| TEXT PASSAGE |
# # #

At the head of every macroethnicity was placed a Hatun Curaca or great lord who in turn governed the several lords in a guaranga (thousand) and thus lowered the chiefs on the social scale.
Now, in all of Tahuantinsuyo there were dual lords, one for the Upper half and the other for the Lower half. With the formation of the Inca State there arose contingent curacas, in general proteges or servants of the sovereign or persons whom the sovereign wanted to distinguish. An example of that kind was the two curacas of the little seņorio of Lima at the time of the Spanish foundation of the City of Kings. One was called Taulichusco and he belonged to the yana category or servant of Mama Vilo, a secondary wife of Huayna Capac; the second chief, Caxapaxa, settled in Cuzco and he was a yana of Huayna Capac. The Incas liked to have one or two dual chiefs in the capital to control the lords in case of rebellion.
These great signories or macroethnicities were destructured very early in order to create the system of colonial encomiendas. Moreover the lords who governed the large signories, the State needed a large number of dignitaries to make the government more nimble. It was a matter of administrators, judges, visiting inspectors, Apos or chiefs who went into the "provinces" choosing maidens for the Aclla huasi. Many of the personages who fulfilled some role in the administration of such a great State were members of the panacas or from the custodian ayllus .
A line apart was the quipicamayos or state accountants who carried in the quipus population numbers and also the amounts stored in the government warehouses. Given that in the Inca state the use of money was unknown, the warehouses full of manufactured and subsistence goods represented the wealth of the State. With these goods the Inca could show himself to be generous and the government was able to confront the rites of reciprocity.
Another important functionary was the overseer of the roads and bridges who controlled that the local people maintain the road network in good shape.

The priests
After the various lords and administrators came the important priests. There were many distinct categories; at the head, the supreme priest of the Sun was always a close relative of the Inca.
In the Andean sphere there was great enthusiasm for oracles and the future was predicted in many different ways. No important act was carried out without consulting with the calpa beforehand. It was a question of extracting the palpitating heart of a camelid and reading the auguries in it.
Avila's informants recount one augury about the worship of the god Pariacaca, an imposing snow peak in the province of Huarochiri, coming to an end. To honor this huaca a group of priests from Hanan Yauyos was established, dedicated to his cult. One of them exclaimed "What a misfortune! The auguries are ominous. Brothers, our father Pariacaca will be abandoned!"
Furious, the rest of them insulted him but a few days later they learned of the events of Cajamarca and the priests scattered and returned to their ayllus.
Among the priests there were those who spoke with the huacas and those who spoke with the dead. Also there were ones who predicted the future with maize kernels, coca leaves and hairy black spiders enclosed in hollow human bones, in order to find out the future they would open the bone tubes and the way the arachnids fell out and whether or not their legs broke foretold the future.

# # #

| ROWS |

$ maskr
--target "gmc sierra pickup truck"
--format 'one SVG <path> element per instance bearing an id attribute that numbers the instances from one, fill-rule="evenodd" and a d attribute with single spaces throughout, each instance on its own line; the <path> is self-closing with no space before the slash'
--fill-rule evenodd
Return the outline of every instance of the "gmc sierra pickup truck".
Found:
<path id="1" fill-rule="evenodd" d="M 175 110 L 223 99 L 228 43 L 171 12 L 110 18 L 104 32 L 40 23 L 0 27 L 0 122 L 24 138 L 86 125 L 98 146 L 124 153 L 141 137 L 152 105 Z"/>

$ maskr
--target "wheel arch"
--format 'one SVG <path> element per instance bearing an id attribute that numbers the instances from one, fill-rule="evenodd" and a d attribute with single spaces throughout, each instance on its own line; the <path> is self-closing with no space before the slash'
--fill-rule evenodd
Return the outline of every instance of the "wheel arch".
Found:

# # #

| AIM 1 |
Answer these from the text on Inca society:
(a) What title was given to the lord at the head of every macroethnicity?
(b) Whose yana was Taulichusco?
(c) How was the supreme priest of the Sun related to the Inca?
| AIM 2 |
Transcribe part of the text on Inca society, starting at the words "A line apart" and stopping after the words "in good shape.".

| WRITTEN REPLY 1 |
(a) Hatun Curaca, or great lord.
(b) Mama Vilo, a secondary wife of Huayna Capac.
(c) He was always a close relative of the Inca.

| WRITTEN REPLY 2 |
A line apart was the quipicamayos or state accountants who carried in the quipus population numbers and also the amounts stored in the government warehouses. Given that in the Inca state the use of money was unknown, the warehouses full of manufactured and subsistence goods represented the wealth of the State. With these goods the Inca could show himself to be generous and the government was able to confront the rites of reciprocity.
Another important functionary was the overseer of the roads and bridges who controlled that the local people maintain the road network in good shape.